WRITTEN TASK> Copy out the data below line for line, changing nothing.

RECORDS FOR PROCESSING start

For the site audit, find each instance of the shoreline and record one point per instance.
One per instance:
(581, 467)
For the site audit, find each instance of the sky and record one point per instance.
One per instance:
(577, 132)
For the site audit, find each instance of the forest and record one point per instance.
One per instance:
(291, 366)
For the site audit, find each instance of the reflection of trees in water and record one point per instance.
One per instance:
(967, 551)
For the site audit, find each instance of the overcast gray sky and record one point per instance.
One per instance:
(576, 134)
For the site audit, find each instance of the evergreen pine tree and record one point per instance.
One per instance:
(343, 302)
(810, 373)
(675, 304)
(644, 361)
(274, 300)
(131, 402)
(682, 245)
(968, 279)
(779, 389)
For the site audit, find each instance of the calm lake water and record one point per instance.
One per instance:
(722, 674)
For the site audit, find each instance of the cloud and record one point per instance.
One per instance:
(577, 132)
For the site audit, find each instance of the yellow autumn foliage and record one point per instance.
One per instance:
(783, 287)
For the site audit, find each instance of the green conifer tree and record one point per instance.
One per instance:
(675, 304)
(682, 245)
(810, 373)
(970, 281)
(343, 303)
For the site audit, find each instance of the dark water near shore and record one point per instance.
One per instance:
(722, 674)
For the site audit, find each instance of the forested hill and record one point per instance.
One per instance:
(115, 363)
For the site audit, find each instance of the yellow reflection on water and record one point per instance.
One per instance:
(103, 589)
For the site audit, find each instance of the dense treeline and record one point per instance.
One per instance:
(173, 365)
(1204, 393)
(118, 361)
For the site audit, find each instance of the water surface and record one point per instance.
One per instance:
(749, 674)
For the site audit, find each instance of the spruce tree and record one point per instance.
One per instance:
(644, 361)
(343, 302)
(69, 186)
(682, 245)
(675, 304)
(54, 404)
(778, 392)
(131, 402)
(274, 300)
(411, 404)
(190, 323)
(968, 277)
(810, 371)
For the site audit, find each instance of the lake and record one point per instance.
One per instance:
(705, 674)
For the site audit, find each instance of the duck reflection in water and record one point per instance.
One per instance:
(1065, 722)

RECORDS FOR PROCESSING end

COMPLETE ANSWER>
For the site audit, find each instance of the shoreline and record one point per instance.
One per instance:
(581, 467)
For the site audit, find each instance of the sky and record one point per instance.
One per instance:
(577, 132)
For the site audit, find each instance of the forest and record one point per instance.
One per instance:
(291, 366)
For the site audit, find each instance of the reflection of trees in water and record one point per instance.
One per instance:
(967, 551)
For the site audit, find each instance of the overcast gray sky and record one point per instance.
One per instance:
(576, 134)
For the site audit, find each instance of the evergreen pine tree and record one point per instance.
One per instance:
(343, 302)
(810, 373)
(675, 304)
(644, 361)
(274, 300)
(131, 402)
(682, 245)
(968, 279)
(779, 389)
For the site audit, find each instance of the calm lake water and record one point per instance.
One per instance:
(722, 674)
For the site audit, find each instance of the cloud and record one point per instance.
One per instance:
(577, 132)
For the site audit, find each instance of the yellow autumn foliage and record one point per instance.
One per instance:
(783, 287)
For the site audit, find each instance of the green conifer tree and record one point per instance.
One per instance:
(675, 304)
(682, 245)
(810, 373)
(970, 281)
(343, 303)
For the site audit, find each instance of the dark water near shore and record one point per instance.
One per instance:
(722, 674)
For the site audit, find each instance of the forested hill and record one point per instance.
One per instance:
(115, 363)
For the site audit, find each instance of the yellow reflection on water and record one point per instance.
One per instance:
(103, 589)
For the site audit, find each instance of the dense treeline and record one point per instance.
One per instance:
(173, 365)
(1204, 393)
(118, 361)
For the site audit, find each instance of the water surface and record one point per instance.
One per instance:
(749, 674)
For the site audit, find each instance of the spruce tree and record one point per instance.
One per instance:
(644, 361)
(343, 302)
(69, 186)
(682, 245)
(675, 304)
(54, 404)
(778, 392)
(131, 402)
(274, 300)
(411, 404)
(190, 323)
(968, 277)
(810, 371)
For the site audit, find each instance of the lake and record one point per instance.
One per instance:
(705, 674)
For the site audit, find each instance of the duck reflection in water and record one point per instance.
One per instance:
(1065, 722)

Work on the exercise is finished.